─── Record list ───
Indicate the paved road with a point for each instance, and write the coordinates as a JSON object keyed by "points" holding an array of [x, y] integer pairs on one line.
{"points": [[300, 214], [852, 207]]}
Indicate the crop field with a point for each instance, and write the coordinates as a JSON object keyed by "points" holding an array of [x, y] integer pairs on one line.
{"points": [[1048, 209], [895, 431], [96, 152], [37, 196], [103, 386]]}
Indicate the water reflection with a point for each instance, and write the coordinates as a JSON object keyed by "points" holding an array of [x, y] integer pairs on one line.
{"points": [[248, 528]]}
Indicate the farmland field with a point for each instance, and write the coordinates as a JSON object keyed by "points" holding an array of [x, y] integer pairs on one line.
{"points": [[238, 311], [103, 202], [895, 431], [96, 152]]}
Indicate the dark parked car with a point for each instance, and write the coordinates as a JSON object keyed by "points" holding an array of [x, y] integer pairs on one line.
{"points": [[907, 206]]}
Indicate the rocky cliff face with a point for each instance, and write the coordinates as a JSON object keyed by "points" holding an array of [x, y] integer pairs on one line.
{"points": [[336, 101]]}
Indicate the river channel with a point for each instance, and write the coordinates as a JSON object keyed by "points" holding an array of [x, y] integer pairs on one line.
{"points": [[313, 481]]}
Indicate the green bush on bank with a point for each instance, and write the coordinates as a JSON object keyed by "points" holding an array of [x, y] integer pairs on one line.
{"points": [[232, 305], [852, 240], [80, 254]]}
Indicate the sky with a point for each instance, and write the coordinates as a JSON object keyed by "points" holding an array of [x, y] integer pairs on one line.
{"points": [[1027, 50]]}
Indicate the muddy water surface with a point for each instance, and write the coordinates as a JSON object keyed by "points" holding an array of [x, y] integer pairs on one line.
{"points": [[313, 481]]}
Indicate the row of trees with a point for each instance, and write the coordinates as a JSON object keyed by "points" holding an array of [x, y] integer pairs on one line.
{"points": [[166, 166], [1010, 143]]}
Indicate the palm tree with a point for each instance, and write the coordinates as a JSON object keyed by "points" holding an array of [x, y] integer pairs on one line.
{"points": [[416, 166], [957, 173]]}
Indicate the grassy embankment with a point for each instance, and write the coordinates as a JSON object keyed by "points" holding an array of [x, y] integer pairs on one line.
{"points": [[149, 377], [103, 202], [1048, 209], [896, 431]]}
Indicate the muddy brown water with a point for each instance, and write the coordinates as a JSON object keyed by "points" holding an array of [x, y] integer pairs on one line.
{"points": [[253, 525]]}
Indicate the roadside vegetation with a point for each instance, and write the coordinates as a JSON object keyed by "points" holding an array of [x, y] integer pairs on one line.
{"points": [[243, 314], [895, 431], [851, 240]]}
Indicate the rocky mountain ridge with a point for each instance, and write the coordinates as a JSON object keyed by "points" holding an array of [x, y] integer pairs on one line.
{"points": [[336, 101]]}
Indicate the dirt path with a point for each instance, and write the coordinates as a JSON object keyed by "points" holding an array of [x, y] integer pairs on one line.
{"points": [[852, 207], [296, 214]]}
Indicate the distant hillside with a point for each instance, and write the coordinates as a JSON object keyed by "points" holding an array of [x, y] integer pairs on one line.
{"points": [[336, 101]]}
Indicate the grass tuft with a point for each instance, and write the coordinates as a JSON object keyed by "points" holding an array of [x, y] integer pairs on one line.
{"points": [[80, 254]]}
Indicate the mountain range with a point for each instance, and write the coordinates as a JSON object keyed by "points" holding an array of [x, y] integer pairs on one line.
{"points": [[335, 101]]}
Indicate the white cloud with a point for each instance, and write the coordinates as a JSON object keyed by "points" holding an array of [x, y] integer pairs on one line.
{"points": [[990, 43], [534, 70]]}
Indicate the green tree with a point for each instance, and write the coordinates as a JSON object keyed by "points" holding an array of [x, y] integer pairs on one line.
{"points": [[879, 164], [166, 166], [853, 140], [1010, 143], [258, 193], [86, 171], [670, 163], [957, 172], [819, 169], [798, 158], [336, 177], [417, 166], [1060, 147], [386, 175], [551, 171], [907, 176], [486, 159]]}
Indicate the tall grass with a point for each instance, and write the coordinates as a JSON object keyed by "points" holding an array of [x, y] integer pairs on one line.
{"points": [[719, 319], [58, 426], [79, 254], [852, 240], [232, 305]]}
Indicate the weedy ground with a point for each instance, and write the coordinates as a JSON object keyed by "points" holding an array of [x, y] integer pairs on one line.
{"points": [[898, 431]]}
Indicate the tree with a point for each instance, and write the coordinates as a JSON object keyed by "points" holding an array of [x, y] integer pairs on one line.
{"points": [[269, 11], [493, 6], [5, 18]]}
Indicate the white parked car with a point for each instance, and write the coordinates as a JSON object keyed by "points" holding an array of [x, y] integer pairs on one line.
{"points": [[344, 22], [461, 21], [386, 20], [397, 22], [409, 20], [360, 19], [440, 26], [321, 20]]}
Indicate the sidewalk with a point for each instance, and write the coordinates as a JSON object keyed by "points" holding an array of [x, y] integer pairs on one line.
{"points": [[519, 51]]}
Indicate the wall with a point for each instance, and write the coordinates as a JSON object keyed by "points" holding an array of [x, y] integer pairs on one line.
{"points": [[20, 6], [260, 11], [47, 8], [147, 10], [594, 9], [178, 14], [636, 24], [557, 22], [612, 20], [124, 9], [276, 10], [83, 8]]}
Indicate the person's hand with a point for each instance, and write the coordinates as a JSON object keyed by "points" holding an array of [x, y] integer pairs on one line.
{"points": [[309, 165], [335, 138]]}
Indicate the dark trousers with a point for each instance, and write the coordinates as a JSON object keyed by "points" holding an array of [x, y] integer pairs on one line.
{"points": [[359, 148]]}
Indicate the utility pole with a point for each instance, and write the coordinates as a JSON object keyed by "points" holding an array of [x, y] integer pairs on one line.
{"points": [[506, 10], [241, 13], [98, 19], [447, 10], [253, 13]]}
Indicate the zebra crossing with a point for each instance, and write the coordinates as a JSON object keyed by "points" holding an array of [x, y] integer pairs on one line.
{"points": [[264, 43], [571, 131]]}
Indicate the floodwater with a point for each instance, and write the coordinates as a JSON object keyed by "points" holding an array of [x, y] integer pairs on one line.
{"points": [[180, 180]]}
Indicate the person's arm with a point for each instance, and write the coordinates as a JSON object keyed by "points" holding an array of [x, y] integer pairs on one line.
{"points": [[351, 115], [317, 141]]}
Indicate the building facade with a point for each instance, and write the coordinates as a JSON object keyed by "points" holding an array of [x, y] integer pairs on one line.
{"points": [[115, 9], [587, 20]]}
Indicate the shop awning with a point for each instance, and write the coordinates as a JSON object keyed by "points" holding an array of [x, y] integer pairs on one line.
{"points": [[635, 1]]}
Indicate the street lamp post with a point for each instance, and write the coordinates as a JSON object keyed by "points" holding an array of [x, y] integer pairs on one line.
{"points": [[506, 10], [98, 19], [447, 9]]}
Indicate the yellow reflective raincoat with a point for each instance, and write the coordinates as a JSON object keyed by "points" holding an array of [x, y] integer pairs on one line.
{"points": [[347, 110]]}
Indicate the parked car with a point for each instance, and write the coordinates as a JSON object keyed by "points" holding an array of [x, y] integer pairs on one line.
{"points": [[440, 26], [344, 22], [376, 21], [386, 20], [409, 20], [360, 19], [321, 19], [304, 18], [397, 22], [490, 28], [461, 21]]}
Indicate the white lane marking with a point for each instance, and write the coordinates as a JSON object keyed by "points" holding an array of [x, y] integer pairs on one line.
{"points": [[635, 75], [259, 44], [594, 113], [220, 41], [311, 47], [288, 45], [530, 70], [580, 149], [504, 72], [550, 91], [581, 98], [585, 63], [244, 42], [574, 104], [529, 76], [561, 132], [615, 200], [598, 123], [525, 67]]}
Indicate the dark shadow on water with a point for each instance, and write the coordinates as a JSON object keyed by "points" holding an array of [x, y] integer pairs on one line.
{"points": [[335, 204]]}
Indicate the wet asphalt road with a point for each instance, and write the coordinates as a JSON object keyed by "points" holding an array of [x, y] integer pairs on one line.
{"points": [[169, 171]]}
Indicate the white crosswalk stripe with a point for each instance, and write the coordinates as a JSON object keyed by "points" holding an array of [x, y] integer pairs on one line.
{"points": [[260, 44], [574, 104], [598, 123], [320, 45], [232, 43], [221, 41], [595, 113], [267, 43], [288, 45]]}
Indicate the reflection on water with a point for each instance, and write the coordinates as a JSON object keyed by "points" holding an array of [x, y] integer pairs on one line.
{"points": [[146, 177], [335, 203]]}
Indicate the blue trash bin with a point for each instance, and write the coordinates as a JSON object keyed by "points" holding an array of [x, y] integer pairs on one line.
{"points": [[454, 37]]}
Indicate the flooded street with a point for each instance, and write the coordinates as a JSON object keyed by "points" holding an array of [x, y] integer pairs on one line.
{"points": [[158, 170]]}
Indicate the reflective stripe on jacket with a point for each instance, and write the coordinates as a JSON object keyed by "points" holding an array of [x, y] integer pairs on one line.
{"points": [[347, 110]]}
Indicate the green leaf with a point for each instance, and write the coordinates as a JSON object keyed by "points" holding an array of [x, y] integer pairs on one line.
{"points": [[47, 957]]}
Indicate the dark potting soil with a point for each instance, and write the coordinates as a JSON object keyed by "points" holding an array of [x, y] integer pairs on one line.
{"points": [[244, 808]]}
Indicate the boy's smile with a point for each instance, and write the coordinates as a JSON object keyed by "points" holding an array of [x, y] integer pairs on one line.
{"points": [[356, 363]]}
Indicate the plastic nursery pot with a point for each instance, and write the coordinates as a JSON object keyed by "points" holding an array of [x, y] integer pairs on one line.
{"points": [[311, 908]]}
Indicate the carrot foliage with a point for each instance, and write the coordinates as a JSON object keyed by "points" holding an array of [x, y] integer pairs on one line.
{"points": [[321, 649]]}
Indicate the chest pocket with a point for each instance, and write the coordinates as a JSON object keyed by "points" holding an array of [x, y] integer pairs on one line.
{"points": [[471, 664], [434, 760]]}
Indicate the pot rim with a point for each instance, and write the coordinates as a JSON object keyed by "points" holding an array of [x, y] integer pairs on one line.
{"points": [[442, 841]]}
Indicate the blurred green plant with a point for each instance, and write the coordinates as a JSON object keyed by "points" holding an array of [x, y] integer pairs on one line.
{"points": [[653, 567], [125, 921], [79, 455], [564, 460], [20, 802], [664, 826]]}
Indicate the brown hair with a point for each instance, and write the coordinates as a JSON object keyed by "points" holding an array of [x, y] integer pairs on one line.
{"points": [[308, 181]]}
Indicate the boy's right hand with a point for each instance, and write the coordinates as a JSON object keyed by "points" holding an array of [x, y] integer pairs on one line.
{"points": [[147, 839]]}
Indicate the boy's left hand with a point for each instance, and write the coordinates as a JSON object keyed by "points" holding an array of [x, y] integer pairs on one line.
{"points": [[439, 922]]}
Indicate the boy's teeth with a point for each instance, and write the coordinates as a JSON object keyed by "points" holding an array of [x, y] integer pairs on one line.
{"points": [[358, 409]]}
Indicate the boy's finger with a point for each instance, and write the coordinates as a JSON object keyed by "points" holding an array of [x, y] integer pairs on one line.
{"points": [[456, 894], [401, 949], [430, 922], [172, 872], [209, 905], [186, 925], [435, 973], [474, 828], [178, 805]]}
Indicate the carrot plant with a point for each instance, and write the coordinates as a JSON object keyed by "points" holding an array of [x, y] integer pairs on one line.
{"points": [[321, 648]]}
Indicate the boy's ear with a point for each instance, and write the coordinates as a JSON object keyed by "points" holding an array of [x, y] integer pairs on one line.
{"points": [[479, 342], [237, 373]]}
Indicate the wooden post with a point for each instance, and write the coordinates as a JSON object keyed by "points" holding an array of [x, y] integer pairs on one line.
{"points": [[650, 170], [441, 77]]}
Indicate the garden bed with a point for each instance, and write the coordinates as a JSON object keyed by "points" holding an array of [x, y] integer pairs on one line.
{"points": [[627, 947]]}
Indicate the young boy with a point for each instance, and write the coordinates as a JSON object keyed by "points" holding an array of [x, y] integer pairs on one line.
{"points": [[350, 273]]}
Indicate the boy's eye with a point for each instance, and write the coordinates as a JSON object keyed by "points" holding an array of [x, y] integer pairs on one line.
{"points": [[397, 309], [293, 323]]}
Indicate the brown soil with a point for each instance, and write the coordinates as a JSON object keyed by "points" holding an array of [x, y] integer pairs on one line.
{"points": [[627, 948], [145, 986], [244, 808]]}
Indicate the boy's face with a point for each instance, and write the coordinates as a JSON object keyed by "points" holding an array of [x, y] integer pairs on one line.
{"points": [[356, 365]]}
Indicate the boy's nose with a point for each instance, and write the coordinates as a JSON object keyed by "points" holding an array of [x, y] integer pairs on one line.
───
_Stated task_. Return exactly, and only, the line containing "Indicate the boy's eye" and every line after it through the end of the material.

_Answer to the problem_.
Indicate the boy's eye with a point for each instance, and write the coordinates as a JSON object keyed by "points" holding an array of [x, y] integer pairs on one line.
{"points": [[397, 309], [293, 323]]}
Indicate the brown soil with a point for each instance, and write the coordinates as a JSON object keyed by "points" holding an array of [x, y] integer pairs on one line.
{"points": [[627, 948], [145, 986], [244, 808]]}
Indicate the boy's face with a point for each instance, and write the coordinates as a JSON object keyed by "points" holding an array of [x, y] integer pairs on one line.
{"points": [[356, 365]]}
Indicate the boy's nose with a point for each instance, and write the coordinates as a JSON object keyed by "points" holding an array of [x, y] integer pairs on one line.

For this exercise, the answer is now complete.